WHAT NEEDS TO BE DONE
Count how many lines of the material hold "face". Respond with that number alone.

=== EXTRACTED INFORMATION ===

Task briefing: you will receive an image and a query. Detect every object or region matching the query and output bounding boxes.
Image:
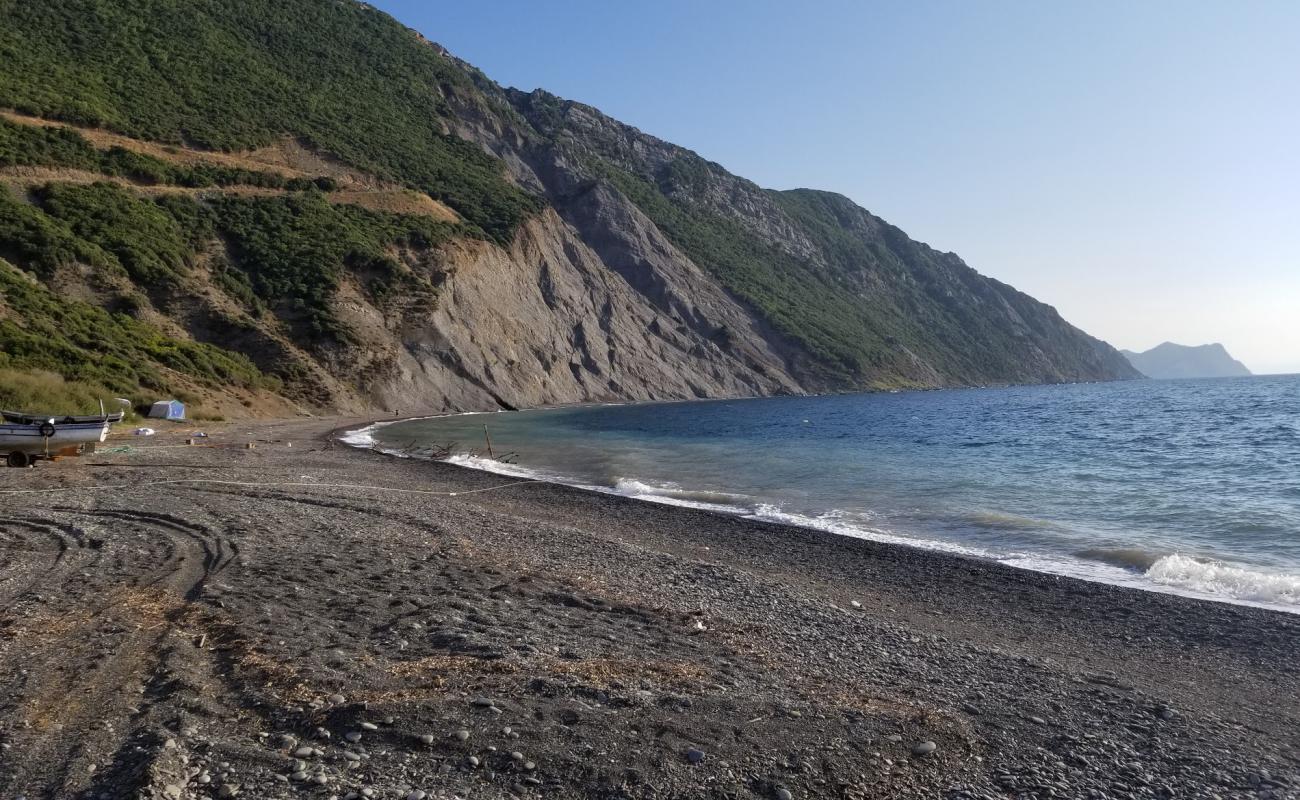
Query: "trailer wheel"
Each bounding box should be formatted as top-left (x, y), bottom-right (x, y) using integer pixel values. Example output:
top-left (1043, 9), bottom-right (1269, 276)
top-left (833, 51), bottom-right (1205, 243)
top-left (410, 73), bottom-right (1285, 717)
top-left (6, 451), bottom-right (30, 468)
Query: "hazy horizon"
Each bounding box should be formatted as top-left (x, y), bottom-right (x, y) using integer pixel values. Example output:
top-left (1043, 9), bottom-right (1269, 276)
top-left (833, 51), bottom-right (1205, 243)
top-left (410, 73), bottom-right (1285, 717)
top-left (370, 0), bottom-right (1299, 375)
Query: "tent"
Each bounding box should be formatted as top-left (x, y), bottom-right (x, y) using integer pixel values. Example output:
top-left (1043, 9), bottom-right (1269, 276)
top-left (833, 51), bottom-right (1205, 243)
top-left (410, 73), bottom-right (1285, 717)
top-left (147, 399), bottom-right (186, 421)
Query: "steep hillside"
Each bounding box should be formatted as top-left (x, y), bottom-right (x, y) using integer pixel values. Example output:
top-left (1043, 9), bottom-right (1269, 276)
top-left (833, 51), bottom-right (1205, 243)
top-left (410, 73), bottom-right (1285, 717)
top-left (0, 0), bottom-right (1138, 416)
top-left (1122, 342), bottom-right (1252, 379)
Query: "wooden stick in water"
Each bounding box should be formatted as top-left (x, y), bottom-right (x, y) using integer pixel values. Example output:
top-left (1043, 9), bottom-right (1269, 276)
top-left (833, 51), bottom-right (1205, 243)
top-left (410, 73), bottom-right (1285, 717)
top-left (483, 424), bottom-right (495, 459)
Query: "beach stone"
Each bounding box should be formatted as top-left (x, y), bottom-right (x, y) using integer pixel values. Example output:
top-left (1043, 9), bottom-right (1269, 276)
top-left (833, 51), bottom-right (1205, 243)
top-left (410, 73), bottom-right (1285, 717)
top-left (472, 697), bottom-right (496, 708)
top-left (290, 771), bottom-right (308, 782)
top-left (418, 734), bottom-right (435, 745)
top-left (886, 734), bottom-right (903, 743)
top-left (510, 751), bottom-right (525, 761)
top-left (292, 746), bottom-right (315, 758)
top-left (467, 755), bottom-right (481, 768)
top-left (912, 741), bottom-right (938, 756)
top-left (327, 693), bottom-right (346, 705)
top-left (1030, 716), bottom-right (1047, 725)
top-left (775, 788), bottom-right (794, 800)
top-left (359, 722), bottom-right (378, 731)
top-left (406, 792), bottom-right (427, 800)
top-left (217, 786), bottom-right (240, 799)
top-left (454, 729), bottom-right (470, 742)
top-left (342, 751), bottom-right (361, 762)
top-left (686, 747), bottom-right (706, 764)
top-left (344, 732), bottom-right (363, 743)
top-left (850, 600), bottom-right (862, 608)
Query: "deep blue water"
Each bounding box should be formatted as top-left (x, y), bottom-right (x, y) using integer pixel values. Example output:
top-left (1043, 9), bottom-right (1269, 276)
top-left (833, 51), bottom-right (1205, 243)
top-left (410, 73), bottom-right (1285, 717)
top-left (362, 376), bottom-right (1300, 612)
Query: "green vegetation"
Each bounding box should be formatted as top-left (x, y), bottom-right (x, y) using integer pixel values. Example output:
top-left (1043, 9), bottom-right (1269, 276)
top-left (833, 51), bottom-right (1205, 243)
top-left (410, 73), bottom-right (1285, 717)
top-left (0, 186), bottom-right (113, 278)
top-left (0, 257), bottom-right (268, 393)
top-left (0, 0), bottom-right (541, 242)
top-left (212, 192), bottom-right (456, 341)
top-left (34, 182), bottom-right (196, 285)
top-left (592, 159), bottom-right (895, 381)
top-left (0, 368), bottom-right (128, 416)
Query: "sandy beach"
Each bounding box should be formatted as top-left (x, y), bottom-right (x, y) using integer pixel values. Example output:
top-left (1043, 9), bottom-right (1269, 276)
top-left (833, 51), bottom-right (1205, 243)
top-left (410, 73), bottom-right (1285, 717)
top-left (0, 417), bottom-right (1296, 800)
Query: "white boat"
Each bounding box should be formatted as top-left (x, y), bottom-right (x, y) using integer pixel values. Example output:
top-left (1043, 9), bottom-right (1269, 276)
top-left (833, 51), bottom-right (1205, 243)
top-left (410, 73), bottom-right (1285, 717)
top-left (1, 410), bottom-right (124, 466)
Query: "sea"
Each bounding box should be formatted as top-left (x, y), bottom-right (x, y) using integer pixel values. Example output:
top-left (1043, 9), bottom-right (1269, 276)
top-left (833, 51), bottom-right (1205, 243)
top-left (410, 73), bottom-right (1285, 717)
top-left (351, 376), bottom-right (1300, 613)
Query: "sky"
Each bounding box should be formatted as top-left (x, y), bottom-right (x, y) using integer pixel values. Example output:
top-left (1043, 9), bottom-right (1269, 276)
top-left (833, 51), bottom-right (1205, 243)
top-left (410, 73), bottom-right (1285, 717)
top-left (370, 0), bottom-right (1300, 374)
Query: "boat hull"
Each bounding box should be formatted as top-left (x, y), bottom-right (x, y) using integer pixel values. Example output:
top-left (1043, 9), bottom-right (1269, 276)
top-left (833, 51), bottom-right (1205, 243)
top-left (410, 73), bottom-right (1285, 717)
top-left (0, 420), bottom-right (114, 452)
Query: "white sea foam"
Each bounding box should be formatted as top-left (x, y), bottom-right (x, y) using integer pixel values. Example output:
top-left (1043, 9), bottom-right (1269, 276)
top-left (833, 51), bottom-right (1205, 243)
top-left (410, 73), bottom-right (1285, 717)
top-left (609, 479), bottom-right (753, 513)
top-left (444, 452), bottom-right (554, 480)
top-left (1145, 554), bottom-right (1300, 607)
top-left (338, 420), bottom-right (388, 448)
top-left (745, 504), bottom-right (994, 559)
top-left (342, 429), bottom-right (1300, 614)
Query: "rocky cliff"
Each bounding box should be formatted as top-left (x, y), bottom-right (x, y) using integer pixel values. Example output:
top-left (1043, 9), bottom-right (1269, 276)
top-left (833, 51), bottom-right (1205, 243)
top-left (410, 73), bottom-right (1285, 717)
top-left (0, 0), bottom-right (1139, 417)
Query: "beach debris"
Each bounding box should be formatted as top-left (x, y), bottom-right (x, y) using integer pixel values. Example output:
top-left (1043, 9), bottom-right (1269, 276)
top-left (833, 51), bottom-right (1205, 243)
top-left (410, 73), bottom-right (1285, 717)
top-left (133, 427), bottom-right (156, 436)
top-left (685, 747), bottom-right (706, 764)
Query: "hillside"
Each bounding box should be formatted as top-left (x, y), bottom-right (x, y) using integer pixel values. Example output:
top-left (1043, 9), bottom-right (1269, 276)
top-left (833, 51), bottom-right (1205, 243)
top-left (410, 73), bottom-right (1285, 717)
top-left (1122, 342), bottom-right (1252, 379)
top-left (0, 0), bottom-right (1139, 417)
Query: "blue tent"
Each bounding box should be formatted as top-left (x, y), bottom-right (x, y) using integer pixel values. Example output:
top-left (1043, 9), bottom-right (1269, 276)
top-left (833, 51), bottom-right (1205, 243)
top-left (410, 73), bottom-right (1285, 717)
top-left (147, 399), bottom-right (186, 420)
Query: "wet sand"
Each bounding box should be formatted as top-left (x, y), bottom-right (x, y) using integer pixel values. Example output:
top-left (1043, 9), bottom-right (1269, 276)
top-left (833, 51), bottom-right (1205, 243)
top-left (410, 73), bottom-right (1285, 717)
top-left (0, 417), bottom-right (1296, 799)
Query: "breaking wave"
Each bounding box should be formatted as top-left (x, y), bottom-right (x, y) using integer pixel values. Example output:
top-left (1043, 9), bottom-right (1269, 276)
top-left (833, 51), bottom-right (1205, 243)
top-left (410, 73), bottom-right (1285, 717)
top-left (1145, 555), bottom-right (1300, 607)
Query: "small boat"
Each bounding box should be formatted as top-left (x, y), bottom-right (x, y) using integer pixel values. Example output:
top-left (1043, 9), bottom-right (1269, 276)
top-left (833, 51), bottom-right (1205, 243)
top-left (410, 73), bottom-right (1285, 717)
top-left (1, 410), bottom-right (125, 466)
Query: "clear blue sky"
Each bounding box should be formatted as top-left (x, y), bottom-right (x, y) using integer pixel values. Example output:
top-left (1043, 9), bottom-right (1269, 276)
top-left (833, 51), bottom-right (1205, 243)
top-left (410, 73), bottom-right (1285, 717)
top-left (370, 0), bottom-right (1300, 374)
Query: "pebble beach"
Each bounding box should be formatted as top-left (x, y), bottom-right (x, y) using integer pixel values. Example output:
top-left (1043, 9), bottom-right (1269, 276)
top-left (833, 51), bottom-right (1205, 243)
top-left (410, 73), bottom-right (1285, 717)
top-left (0, 418), bottom-right (1296, 799)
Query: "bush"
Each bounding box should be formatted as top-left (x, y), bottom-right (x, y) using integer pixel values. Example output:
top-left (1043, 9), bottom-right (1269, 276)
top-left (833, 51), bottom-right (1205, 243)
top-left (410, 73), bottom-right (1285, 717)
top-left (0, 368), bottom-right (125, 415)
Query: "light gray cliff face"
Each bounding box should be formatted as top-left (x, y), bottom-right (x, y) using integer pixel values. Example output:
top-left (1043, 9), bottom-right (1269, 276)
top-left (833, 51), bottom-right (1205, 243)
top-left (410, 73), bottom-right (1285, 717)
top-left (360, 76), bottom-right (1139, 410)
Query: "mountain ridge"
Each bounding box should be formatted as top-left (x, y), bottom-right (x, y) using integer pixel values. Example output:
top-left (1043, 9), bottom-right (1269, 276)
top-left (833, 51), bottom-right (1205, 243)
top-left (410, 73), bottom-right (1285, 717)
top-left (1122, 342), bottom-right (1251, 379)
top-left (0, 0), bottom-right (1139, 416)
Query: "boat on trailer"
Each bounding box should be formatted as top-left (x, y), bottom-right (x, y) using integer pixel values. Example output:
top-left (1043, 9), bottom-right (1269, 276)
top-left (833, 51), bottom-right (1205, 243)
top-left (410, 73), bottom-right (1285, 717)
top-left (0, 410), bottom-right (125, 467)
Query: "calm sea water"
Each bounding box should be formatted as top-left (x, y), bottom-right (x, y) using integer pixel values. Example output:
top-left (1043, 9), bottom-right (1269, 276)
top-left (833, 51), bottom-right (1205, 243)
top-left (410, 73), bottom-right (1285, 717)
top-left (360, 376), bottom-right (1300, 612)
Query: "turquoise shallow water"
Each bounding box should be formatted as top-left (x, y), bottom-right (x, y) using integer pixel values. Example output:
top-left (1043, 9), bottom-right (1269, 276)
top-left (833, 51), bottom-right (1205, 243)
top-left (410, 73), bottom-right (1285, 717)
top-left (360, 376), bottom-right (1300, 612)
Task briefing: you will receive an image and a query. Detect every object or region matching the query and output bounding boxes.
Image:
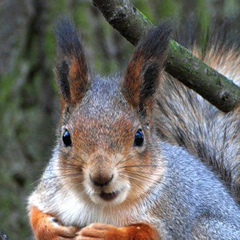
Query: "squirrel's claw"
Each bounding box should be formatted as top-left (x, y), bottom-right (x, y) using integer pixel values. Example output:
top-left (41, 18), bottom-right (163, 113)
top-left (29, 206), bottom-right (79, 240)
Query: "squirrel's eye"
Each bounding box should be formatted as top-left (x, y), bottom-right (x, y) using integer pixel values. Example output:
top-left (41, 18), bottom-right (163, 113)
top-left (134, 129), bottom-right (144, 147)
top-left (62, 130), bottom-right (72, 147)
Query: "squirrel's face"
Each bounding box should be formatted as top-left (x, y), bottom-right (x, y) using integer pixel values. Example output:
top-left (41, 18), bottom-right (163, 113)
top-left (55, 20), bottom-right (170, 207)
top-left (57, 78), bottom-right (165, 206)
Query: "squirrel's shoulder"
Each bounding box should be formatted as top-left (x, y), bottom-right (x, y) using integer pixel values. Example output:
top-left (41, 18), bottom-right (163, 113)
top-left (160, 142), bottom-right (238, 204)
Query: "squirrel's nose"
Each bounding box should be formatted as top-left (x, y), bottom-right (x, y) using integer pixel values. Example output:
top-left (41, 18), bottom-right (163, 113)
top-left (90, 173), bottom-right (114, 187)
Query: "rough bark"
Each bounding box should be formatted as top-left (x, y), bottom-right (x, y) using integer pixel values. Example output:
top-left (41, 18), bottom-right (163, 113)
top-left (92, 0), bottom-right (240, 112)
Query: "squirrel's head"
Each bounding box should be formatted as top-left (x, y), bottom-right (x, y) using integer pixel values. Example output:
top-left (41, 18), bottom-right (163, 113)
top-left (55, 19), bottom-right (171, 207)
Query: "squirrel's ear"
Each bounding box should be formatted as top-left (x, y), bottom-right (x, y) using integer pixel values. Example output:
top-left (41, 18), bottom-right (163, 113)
top-left (122, 23), bottom-right (171, 110)
top-left (55, 18), bottom-right (90, 108)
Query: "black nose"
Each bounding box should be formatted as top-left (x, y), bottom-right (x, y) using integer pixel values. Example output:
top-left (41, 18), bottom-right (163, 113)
top-left (90, 173), bottom-right (114, 187)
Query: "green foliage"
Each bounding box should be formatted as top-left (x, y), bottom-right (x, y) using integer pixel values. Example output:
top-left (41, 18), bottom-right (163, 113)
top-left (157, 0), bottom-right (181, 20)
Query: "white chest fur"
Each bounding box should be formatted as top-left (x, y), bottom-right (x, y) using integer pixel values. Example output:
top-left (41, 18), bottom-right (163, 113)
top-left (50, 188), bottom-right (149, 228)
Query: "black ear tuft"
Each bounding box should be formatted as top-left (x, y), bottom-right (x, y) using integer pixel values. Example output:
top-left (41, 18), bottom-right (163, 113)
top-left (56, 18), bottom-right (82, 59)
top-left (138, 22), bottom-right (172, 62)
top-left (55, 18), bottom-right (90, 107)
top-left (56, 60), bottom-right (70, 102)
top-left (123, 22), bottom-right (172, 110)
top-left (141, 63), bottom-right (160, 102)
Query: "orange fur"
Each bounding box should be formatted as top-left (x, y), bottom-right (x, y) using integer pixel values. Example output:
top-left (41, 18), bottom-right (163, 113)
top-left (69, 57), bottom-right (89, 105)
top-left (77, 223), bottom-right (160, 240)
top-left (124, 55), bottom-right (145, 108)
top-left (30, 206), bottom-right (160, 239)
top-left (29, 206), bottom-right (79, 240)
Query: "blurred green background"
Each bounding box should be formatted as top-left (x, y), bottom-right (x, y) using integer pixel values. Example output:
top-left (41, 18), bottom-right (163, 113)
top-left (0, 0), bottom-right (239, 239)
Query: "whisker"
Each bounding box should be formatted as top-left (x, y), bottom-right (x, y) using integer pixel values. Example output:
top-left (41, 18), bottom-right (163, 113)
top-left (116, 153), bottom-right (135, 167)
top-left (119, 164), bottom-right (163, 169)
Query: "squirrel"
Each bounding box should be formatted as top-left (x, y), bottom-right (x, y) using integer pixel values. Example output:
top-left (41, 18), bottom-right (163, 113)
top-left (28, 19), bottom-right (240, 240)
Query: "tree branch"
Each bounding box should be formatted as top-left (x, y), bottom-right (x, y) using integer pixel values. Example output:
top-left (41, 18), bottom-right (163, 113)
top-left (92, 0), bottom-right (240, 112)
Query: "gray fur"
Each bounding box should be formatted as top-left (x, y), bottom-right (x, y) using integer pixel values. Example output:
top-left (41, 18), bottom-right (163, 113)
top-left (150, 142), bottom-right (240, 239)
top-left (156, 76), bottom-right (240, 202)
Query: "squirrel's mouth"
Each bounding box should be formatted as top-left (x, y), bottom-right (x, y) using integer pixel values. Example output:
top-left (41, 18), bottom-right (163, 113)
top-left (99, 190), bottom-right (120, 201)
top-left (88, 184), bottom-right (130, 205)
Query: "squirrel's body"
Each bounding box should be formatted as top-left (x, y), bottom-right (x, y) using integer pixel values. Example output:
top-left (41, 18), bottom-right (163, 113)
top-left (29, 140), bottom-right (240, 239)
top-left (28, 20), bottom-right (240, 239)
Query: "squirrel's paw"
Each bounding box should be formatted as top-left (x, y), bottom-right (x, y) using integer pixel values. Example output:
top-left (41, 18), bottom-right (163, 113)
top-left (75, 223), bottom-right (125, 240)
top-left (30, 206), bottom-right (79, 240)
top-left (75, 223), bottom-right (160, 240)
top-left (47, 217), bottom-right (79, 240)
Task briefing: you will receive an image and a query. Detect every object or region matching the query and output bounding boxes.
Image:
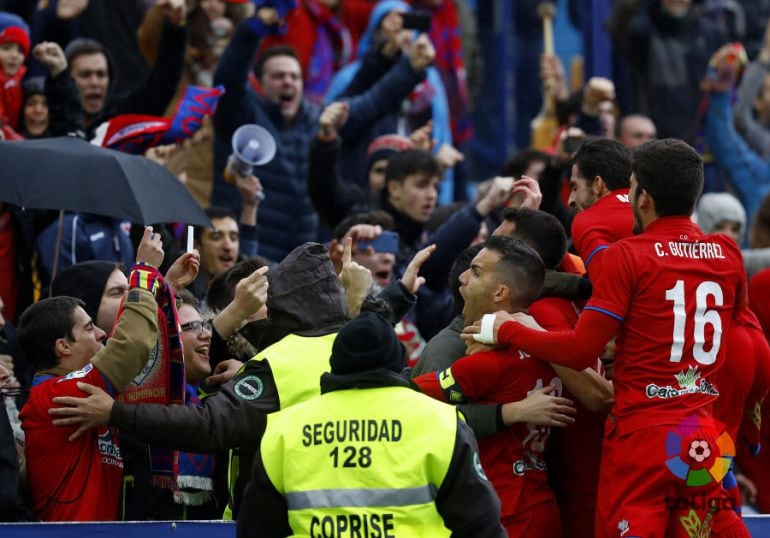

===

YOUR SOLUTION
2